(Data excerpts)
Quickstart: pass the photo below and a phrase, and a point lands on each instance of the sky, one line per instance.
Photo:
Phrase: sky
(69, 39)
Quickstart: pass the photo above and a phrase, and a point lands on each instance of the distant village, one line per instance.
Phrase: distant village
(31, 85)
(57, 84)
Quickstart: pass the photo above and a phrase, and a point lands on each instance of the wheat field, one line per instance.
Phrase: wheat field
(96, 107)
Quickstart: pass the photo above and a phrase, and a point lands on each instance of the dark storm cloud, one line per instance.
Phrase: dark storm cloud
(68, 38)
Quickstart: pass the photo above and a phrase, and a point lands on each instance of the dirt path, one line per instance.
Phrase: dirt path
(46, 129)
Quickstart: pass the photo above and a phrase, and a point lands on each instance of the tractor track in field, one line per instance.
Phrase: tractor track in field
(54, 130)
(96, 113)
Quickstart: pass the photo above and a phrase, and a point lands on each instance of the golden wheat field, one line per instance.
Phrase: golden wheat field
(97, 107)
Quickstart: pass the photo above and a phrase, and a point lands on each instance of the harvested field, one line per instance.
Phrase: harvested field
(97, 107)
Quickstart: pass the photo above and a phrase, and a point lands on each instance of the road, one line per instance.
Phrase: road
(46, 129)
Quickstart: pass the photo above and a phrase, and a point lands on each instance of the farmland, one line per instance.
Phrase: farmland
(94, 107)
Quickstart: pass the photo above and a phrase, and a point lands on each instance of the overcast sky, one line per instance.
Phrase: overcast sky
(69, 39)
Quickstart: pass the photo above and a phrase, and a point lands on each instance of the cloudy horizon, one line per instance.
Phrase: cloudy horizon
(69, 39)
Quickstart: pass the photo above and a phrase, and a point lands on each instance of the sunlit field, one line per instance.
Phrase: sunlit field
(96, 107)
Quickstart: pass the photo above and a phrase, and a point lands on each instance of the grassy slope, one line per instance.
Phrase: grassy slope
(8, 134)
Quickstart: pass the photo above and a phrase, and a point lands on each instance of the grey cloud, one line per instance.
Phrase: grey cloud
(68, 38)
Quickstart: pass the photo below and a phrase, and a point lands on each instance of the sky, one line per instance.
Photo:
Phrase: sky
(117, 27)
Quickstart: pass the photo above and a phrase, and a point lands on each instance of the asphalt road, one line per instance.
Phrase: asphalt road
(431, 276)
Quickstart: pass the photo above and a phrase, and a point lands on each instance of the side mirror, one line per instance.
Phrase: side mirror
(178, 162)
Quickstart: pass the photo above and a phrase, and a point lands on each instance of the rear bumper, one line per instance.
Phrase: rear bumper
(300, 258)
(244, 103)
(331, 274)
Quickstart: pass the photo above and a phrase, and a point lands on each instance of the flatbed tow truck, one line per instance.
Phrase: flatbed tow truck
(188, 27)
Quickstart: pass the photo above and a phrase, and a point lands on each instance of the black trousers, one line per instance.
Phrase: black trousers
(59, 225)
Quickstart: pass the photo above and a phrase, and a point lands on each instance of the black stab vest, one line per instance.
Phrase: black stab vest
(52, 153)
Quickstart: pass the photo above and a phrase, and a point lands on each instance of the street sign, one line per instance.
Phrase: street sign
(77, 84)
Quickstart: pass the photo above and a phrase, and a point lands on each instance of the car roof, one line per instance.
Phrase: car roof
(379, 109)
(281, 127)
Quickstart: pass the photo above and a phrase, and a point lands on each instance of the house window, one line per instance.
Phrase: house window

### WORK TO BE COMPLETED
For each line in the data above that contains the string "window", extract the line.

### SOLVED EXERCISE
Quickstart: pass the photo above and a phrase, and a point lands on each instance of the house window, one line per instance.
Phrase: house window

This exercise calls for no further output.